Texte extrait:
==============================

Les invités : Jalal Toufik, Psychiatre, directeur de l’hôpital universitaire psychiatrique Arrazi de Salé, Fouad Mekouar, Membre de l’Association marocaine pour l’appui, le lien, l’initiation des familles des personnes souffrant de troubles psychiques (AMALI), Hachim Tyal, Psychiatre et psychanalyste et Reda Mhasni, psychologue clinicien
Les chiffres sur la santé mentale des marocains sont alarmants à plus d’un titre. Et cela va du regard de la société marquée par la stigmatisation et la marginalisation, à une prise en charge assez problématique et très discutable.
Selon le ministère de la santé, près de la moitié des marocains souffrirait de troubles psychiques. Entre dépression, bipolarité, schizophrénie et autres troubles, la situation est jugée grave. Le dossier avait, il est vrai, été présenté pour prioritaire par le ministère, mais force est de constater que les résultats peinent à se faire ressentir.

==============================

Données issues d'un jeu de données
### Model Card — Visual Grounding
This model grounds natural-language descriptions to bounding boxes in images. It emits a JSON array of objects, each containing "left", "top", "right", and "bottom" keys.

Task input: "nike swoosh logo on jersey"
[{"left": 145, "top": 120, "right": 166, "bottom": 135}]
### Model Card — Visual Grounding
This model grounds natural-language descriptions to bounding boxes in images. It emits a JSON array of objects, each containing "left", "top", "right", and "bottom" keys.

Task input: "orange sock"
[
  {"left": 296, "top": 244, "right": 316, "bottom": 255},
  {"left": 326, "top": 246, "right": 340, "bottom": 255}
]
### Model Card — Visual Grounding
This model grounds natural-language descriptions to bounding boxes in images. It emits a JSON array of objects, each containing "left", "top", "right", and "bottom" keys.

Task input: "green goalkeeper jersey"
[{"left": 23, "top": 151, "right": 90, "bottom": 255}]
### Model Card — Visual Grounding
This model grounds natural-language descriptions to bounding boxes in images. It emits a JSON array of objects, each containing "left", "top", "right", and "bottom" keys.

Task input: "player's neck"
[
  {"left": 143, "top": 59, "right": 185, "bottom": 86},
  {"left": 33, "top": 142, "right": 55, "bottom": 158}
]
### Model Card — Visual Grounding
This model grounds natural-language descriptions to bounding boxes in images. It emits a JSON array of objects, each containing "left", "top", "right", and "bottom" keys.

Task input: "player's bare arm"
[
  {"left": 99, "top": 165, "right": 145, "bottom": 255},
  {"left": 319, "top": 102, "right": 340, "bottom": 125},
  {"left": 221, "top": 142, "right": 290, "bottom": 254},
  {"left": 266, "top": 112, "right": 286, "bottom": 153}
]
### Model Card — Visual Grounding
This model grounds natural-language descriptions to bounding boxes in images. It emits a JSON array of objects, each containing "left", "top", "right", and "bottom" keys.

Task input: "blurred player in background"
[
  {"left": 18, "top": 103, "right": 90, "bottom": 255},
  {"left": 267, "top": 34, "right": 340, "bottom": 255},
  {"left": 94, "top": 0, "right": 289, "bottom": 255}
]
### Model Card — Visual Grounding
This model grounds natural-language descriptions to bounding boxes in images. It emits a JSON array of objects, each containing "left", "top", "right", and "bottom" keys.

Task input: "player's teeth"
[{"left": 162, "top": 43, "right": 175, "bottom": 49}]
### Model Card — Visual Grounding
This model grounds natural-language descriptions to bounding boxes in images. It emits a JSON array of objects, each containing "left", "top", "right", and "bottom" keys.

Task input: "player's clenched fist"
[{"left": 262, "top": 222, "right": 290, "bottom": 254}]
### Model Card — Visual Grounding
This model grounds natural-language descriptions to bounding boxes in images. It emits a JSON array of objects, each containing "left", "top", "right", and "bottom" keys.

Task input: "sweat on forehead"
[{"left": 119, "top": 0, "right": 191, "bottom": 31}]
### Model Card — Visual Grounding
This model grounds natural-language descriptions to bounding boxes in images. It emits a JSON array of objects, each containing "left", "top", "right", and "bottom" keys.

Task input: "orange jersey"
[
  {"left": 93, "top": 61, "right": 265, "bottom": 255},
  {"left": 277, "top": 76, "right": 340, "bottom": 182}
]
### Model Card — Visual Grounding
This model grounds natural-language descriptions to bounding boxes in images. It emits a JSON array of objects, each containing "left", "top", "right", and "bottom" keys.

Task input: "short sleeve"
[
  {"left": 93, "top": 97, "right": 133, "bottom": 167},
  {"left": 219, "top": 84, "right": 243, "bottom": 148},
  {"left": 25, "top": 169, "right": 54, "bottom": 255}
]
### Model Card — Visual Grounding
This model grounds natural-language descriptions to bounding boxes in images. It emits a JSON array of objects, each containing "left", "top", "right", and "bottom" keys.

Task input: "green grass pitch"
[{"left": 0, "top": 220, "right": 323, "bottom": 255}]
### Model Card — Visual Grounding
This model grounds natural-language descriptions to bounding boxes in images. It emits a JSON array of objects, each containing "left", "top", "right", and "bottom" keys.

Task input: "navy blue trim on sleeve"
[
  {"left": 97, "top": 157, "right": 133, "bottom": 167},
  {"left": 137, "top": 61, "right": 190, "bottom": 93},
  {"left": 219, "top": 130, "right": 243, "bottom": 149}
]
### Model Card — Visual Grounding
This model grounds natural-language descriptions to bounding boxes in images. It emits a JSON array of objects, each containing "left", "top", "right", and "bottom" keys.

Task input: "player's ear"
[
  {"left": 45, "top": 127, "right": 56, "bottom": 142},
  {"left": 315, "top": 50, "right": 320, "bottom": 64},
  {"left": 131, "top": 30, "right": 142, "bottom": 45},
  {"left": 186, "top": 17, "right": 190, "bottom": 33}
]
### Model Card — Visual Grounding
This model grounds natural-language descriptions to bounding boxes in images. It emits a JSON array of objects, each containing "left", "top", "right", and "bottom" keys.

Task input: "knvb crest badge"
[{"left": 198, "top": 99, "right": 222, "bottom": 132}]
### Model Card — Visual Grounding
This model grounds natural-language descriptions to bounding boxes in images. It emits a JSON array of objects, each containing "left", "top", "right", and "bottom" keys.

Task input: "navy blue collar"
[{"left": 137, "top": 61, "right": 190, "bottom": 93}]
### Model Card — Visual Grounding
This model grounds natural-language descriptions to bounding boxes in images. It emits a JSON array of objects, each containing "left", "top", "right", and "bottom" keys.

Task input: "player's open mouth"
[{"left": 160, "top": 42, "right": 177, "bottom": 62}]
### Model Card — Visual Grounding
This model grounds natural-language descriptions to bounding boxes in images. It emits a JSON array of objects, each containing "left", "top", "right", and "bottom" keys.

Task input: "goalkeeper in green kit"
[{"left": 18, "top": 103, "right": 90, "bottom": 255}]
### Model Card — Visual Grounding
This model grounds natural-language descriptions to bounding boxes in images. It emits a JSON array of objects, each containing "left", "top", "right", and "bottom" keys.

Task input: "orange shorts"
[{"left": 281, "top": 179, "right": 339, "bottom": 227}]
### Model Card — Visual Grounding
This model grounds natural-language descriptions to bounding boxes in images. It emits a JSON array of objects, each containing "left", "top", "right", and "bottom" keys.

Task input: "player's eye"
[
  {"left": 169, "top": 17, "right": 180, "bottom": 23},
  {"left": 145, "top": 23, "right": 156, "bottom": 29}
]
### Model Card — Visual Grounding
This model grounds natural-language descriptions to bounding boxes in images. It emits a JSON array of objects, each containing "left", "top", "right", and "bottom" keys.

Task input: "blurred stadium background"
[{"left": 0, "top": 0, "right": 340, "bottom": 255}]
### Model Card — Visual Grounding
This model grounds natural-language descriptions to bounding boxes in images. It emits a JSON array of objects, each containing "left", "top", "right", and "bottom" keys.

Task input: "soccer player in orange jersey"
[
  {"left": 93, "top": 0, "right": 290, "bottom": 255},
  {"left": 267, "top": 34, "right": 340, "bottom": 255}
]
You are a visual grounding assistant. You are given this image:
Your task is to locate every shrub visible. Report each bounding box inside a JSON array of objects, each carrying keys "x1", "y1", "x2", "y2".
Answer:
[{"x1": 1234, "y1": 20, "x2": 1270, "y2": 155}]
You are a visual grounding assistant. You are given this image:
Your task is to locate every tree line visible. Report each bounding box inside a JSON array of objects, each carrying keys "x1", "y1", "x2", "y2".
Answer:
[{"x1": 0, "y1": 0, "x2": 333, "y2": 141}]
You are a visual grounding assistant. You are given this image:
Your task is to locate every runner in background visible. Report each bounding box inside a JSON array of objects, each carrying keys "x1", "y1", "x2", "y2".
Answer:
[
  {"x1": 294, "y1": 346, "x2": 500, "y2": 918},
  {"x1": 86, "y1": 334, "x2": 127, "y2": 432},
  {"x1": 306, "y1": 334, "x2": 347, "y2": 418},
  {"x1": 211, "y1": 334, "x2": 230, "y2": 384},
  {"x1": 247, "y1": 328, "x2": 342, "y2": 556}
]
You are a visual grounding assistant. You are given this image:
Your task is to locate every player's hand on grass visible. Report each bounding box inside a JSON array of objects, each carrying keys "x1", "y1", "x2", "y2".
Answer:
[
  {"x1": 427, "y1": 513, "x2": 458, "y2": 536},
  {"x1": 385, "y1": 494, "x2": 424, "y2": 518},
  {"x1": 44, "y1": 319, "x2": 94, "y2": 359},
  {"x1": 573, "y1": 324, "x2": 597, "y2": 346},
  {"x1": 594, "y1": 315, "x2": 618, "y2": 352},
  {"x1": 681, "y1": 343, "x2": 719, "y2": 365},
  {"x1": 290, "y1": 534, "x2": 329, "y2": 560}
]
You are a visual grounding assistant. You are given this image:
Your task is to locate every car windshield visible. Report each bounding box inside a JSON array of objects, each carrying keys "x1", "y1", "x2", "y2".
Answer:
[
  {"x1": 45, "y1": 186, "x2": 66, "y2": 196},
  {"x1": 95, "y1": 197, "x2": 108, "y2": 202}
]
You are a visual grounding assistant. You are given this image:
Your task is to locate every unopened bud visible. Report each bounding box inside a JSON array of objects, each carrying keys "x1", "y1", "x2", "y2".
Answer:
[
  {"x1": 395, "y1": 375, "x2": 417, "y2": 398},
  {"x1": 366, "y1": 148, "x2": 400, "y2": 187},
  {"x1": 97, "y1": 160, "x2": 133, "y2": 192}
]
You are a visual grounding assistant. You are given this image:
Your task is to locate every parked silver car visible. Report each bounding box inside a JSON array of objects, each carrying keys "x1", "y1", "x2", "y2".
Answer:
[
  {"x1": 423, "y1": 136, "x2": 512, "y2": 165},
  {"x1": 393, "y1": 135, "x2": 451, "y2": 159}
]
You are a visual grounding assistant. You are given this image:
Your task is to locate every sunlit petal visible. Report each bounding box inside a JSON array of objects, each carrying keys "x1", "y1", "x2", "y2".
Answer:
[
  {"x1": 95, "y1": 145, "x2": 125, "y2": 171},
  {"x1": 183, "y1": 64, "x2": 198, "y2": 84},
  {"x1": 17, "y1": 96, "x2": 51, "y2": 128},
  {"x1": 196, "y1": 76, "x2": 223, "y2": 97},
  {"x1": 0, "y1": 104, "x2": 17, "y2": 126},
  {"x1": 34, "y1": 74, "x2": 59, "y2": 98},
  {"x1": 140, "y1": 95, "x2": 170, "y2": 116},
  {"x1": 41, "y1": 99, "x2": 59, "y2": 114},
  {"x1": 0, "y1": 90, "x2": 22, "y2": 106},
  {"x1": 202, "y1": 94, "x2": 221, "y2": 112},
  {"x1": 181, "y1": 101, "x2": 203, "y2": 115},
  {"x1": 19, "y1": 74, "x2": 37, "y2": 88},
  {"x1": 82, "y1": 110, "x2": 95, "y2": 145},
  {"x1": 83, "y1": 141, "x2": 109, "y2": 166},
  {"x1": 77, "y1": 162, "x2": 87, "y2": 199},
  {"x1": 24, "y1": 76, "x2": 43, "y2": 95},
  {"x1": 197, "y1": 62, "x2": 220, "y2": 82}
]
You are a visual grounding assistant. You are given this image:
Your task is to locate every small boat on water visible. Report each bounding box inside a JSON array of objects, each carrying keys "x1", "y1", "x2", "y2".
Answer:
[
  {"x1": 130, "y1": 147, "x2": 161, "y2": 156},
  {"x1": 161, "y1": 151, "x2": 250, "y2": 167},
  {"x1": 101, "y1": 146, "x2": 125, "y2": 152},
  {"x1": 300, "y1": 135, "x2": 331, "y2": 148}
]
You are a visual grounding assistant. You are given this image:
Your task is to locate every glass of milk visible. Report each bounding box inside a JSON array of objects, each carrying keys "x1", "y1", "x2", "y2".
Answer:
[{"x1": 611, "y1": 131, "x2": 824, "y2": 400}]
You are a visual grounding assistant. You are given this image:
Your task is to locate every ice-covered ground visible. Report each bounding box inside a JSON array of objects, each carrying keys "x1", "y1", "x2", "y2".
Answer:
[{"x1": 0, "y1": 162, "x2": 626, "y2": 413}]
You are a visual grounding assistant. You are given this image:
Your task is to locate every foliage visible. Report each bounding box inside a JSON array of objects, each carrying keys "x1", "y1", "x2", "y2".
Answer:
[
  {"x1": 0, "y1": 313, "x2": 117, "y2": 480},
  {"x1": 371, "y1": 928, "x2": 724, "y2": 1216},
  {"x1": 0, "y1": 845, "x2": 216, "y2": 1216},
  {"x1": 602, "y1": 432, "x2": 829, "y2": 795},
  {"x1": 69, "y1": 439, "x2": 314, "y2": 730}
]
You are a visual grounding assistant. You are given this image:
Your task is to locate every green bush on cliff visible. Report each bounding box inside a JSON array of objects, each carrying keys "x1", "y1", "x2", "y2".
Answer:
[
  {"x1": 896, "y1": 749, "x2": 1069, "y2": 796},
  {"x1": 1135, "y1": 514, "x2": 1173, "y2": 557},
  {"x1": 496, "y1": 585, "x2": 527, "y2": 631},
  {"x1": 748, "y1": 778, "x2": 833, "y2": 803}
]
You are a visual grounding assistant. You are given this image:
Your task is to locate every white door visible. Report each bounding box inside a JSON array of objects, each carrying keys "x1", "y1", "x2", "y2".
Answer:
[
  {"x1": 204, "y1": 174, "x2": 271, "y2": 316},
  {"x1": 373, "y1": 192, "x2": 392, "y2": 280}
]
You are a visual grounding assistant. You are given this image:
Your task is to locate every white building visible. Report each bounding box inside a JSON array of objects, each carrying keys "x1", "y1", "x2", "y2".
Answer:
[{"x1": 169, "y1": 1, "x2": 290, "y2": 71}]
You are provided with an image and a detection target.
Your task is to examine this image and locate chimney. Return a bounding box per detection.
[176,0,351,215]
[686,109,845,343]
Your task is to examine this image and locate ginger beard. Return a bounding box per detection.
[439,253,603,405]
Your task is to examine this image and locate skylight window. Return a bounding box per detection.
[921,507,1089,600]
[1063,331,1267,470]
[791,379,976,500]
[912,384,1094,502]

==============================

Consigne A: D'après le texte sur la santé mentale au Maroc, quelle part des Marocains souffrirait de troubles psychiques selon le ministère de la santé ?
Consigne B: Recopiez le passage du texte sur la santé mentale au Maroc qui va de « Selon le ministère » jusqu'à « se faire ressentir. ».
Servez-vous uniquement du texte pour répondre.

Réponse rédigée A: Près de la moitié des Marocains.

Réponse rédigée B:
Selon le ministère de la santé, près de la moitié des marocains souffrirait de troubles psychiques. Entre dépression, bipolarité, schizophrénie et autres troubles, la situation est jugée grave. Le dossier avait, il est vrai, été présenté pour prioritaire par le ministère, mais force est de constater que les résultats peinent à se faire ressentir.